--- START ---
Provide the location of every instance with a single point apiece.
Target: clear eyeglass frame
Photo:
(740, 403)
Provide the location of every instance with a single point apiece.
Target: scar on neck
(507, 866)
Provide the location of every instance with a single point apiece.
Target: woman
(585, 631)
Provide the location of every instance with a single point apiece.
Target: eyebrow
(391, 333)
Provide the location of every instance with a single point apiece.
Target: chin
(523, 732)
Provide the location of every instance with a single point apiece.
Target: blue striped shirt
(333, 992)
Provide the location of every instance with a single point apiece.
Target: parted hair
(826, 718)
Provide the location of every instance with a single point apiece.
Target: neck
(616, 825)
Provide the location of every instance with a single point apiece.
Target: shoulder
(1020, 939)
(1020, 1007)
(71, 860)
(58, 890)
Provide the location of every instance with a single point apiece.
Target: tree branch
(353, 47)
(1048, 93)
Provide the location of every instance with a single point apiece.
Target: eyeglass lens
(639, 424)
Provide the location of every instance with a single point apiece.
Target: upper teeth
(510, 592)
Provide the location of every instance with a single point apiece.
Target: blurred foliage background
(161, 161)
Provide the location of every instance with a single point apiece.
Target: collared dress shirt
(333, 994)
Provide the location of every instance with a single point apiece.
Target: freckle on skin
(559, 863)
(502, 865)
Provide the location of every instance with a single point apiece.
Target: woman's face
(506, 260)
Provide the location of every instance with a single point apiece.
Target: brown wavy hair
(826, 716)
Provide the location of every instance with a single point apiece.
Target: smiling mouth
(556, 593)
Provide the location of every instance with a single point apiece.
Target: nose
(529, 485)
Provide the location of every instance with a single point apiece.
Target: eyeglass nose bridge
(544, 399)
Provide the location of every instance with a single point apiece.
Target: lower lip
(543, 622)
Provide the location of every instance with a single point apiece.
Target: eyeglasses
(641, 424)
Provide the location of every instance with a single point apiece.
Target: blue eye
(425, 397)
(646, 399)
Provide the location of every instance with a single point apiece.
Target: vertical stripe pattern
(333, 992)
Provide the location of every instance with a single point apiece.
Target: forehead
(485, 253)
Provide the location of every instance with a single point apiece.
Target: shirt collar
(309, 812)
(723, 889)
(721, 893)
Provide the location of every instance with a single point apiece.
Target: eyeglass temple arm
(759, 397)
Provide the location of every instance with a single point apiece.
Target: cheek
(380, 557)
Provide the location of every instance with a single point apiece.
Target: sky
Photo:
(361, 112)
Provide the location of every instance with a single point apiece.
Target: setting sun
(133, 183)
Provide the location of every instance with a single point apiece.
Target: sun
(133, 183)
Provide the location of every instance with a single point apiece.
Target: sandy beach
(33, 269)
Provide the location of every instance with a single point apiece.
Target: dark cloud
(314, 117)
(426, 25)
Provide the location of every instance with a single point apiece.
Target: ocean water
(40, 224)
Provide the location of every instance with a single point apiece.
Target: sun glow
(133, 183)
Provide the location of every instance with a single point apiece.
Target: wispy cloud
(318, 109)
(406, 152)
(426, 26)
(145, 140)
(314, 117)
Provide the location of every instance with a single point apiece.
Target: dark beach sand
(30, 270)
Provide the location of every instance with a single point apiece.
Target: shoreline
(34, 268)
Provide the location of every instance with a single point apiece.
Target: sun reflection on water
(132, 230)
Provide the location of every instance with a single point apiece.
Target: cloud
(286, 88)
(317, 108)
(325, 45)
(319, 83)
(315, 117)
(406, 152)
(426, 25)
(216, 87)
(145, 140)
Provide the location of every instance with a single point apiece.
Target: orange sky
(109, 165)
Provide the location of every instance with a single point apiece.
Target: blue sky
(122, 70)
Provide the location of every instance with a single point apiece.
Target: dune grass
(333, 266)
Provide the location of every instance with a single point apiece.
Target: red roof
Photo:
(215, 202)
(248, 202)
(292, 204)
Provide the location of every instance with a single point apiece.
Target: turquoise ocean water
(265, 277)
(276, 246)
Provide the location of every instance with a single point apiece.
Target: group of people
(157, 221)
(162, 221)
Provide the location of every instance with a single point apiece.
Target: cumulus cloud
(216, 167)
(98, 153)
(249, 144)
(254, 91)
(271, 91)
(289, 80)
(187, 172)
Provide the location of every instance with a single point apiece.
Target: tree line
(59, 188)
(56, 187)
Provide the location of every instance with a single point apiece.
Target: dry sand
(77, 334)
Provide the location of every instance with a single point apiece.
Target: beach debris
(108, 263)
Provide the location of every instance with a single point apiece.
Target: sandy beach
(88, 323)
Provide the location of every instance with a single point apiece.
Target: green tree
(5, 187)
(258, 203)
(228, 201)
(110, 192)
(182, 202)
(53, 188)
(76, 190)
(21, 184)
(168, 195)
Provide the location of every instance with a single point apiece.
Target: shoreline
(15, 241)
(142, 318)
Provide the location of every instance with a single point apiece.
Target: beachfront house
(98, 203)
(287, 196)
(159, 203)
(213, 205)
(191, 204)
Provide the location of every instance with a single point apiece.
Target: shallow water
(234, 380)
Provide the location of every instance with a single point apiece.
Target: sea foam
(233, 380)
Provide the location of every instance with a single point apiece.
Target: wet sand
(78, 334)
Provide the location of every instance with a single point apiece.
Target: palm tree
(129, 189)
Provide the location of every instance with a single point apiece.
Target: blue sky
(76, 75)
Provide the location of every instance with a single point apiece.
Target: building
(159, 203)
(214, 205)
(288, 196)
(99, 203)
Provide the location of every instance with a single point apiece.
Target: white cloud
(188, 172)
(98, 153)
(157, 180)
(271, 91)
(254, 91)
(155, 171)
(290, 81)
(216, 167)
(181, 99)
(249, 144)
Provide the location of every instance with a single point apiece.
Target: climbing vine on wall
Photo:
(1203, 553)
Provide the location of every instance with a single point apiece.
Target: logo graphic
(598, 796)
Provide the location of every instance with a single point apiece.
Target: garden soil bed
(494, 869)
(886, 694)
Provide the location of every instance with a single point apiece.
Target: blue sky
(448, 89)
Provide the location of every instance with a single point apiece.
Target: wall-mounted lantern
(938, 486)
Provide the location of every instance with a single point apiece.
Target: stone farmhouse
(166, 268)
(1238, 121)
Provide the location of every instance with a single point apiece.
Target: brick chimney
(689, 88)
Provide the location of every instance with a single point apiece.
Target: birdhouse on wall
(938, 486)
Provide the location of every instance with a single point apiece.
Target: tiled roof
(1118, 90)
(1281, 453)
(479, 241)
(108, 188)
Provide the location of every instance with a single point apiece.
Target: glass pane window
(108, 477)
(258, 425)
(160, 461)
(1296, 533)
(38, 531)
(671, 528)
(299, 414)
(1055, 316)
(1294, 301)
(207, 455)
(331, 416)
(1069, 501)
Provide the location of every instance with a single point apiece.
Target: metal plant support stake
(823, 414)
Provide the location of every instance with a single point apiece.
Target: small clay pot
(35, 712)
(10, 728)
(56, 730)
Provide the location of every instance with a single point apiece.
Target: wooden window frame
--- END ---
* _Task directions_: Pull out every line of the listing that contains the word "tree".

* _Right answer_:
Target: tree branch
Target: tree line
Target: green tree
Target: palm tree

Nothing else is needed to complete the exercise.